>> Start

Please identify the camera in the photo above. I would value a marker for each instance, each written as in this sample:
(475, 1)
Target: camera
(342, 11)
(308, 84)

>> End

• Task to carry out
Can you turn the data above into a Markdown table with the columns Row and Text, numbering each line and leaving out any blank lines?

• Answer to this exercise
| Row | Text |
|---|---|
| 1 | Please identify the camera in the photo above. I would value a marker for each instance, each written as in this sample: |
| 2 | (475, 1) |
| 3 | Target: camera |
| 4 | (342, 11) |
| 5 | (308, 84) |